本项目是 IS6400 课程的小组项目,专注于商业数据分析在金融风控领域的应用。我们构建了一个综合的机器学习框架,主要解决贷款违约预测这一关键的金融风控问题。
主要项目:
- 贷款违约预测 - 通过多种机器学习模型识别潜在的违约客户(最终成品)
前期探索:
- 汽车价格预测 - 前期尝试的项目,后期已放弃,相关代码保留作为学习参考
- 风险控制:提高银行识别违约客户的能力,降低信贷损失
- 模型比较:评估不同机器学习算法在金融风控场景中的表现
- 业务应用:为银行信贷审批提供可靠的决策支持工具
- 贷款数据集:来自 Kaggle Loan Approval Classification Data,包含客户基本信息、信贷历史、财务状况等特征(主要数据集)

• _练习要求_
a) 根据所给文段回答:
(i) 本项目是哪门课程的小组项目?
(ii) 汽车价格预测项目后来怎样处理?
(iii) 贷款数据集来自何处?
b) 请把列表中从含有“dress above? Mark it with a dot.”的那一行(含该行)起直到列表结尾的各行原样输出。

• _本题材料_
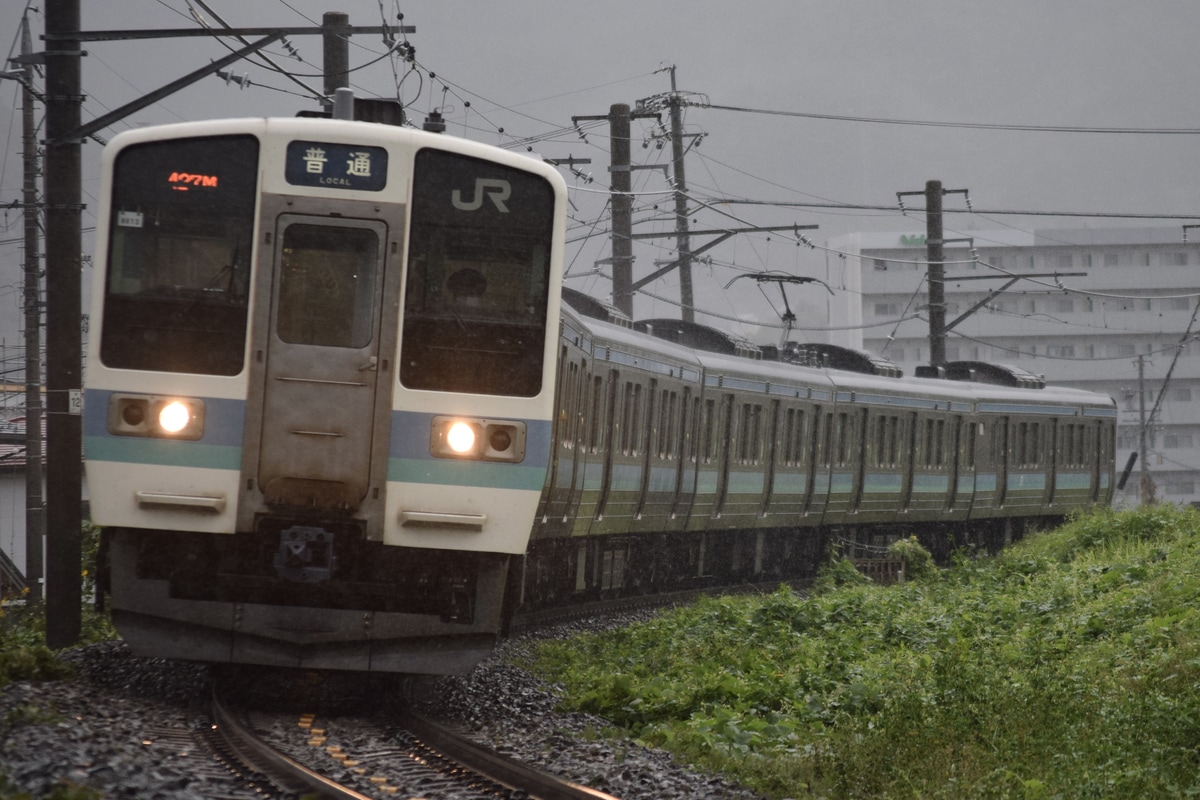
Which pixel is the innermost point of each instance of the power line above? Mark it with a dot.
(977, 126)
(861, 206)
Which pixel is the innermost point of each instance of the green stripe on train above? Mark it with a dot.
(460, 473)
(162, 452)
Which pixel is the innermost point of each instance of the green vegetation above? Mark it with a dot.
(24, 656)
(1066, 667)
(23, 653)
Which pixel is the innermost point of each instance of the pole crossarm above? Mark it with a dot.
(102, 122)
(727, 232)
(177, 32)
(1013, 280)
(721, 235)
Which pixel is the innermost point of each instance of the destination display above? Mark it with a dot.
(336, 166)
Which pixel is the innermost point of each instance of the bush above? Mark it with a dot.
(1067, 666)
(918, 563)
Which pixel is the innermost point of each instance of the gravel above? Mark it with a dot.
(124, 727)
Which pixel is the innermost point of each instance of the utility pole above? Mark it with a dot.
(936, 274)
(622, 209)
(35, 522)
(621, 185)
(64, 427)
(1146, 487)
(64, 394)
(335, 31)
(683, 235)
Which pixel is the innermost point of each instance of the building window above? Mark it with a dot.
(1177, 440)
(1180, 486)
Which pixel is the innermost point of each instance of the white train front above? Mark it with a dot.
(303, 450)
(337, 419)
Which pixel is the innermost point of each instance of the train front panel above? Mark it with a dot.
(319, 389)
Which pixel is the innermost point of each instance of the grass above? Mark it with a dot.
(24, 656)
(1066, 667)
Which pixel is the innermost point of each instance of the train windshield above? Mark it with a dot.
(478, 277)
(179, 254)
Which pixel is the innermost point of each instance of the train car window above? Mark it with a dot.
(843, 438)
(707, 446)
(688, 415)
(597, 410)
(477, 289)
(969, 446)
(667, 422)
(787, 457)
(328, 286)
(826, 449)
(940, 443)
(179, 256)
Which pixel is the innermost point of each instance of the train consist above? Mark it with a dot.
(337, 417)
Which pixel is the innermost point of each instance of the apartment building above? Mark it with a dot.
(1107, 310)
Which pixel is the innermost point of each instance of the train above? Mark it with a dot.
(341, 414)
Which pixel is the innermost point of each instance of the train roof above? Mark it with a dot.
(964, 391)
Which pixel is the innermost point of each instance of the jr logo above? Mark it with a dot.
(496, 190)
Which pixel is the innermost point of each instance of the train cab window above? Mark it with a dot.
(478, 280)
(328, 286)
(179, 256)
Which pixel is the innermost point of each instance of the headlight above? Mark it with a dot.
(477, 439)
(147, 415)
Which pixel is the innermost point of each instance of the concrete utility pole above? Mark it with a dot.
(621, 185)
(622, 210)
(936, 274)
(683, 235)
(64, 396)
(1146, 487)
(35, 521)
(335, 31)
(64, 429)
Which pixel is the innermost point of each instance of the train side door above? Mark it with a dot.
(322, 361)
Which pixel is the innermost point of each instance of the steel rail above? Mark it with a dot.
(487, 762)
(283, 771)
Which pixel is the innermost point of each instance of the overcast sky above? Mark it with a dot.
(528, 66)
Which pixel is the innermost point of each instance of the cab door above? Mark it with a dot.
(322, 361)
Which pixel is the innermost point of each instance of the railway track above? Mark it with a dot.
(409, 756)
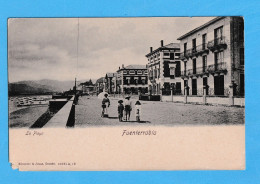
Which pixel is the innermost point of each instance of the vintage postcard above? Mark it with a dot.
(150, 93)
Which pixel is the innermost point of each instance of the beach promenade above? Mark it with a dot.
(88, 113)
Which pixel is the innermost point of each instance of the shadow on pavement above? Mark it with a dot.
(138, 121)
(112, 117)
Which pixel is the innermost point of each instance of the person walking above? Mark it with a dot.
(105, 105)
(138, 111)
(128, 108)
(120, 110)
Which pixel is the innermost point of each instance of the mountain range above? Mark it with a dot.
(44, 86)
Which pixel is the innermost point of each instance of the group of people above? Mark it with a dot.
(124, 108)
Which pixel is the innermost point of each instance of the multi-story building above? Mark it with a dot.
(132, 79)
(99, 85)
(110, 82)
(87, 87)
(164, 69)
(213, 58)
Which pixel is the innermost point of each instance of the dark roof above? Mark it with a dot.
(170, 46)
(134, 67)
(110, 74)
(87, 83)
(200, 27)
(100, 80)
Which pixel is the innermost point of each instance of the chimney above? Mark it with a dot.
(161, 43)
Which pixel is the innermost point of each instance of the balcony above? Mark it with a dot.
(200, 49)
(183, 56)
(217, 44)
(217, 68)
(200, 71)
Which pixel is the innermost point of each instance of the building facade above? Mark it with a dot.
(164, 69)
(110, 83)
(99, 85)
(87, 87)
(213, 58)
(132, 79)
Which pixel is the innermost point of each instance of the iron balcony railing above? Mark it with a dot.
(201, 48)
(218, 67)
(217, 43)
(183, 55)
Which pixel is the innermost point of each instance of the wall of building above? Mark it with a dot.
(209, 100)
(228, 54)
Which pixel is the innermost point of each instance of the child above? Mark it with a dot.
(105, 105)
(120, 110)
(137, 110)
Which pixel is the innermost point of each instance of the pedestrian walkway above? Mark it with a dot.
(88, 113)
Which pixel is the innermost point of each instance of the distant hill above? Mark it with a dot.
(44, 86)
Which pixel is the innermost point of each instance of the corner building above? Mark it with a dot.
(213, 58)
(132, 79)
(164, 69)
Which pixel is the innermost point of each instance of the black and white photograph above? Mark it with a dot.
(85, 72)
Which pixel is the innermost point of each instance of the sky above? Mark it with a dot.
(65, 48)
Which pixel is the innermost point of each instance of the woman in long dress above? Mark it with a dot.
(105, 105)
(128, 108)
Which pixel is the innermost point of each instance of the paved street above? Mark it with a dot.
(88, 113)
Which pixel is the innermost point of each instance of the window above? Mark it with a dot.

• _参考答案_
a)
(i) IS6400 课程。
(ii) 后期已放弃,相关代码保留作为学习参考。
(iii) 来自 Kaggle Loan Approval Classification Data。

b)
Which pixel is the innermost point of each instance of the woman in long dress above? Mark it with a dot.
(105, 105)
(128, 108)
Which pixel is the innermost point of each instance of the paved street above? Mark it with a dot.
(88, 113)
Which pixel is the innermost point of each instance of the window above? Mark it with a dot.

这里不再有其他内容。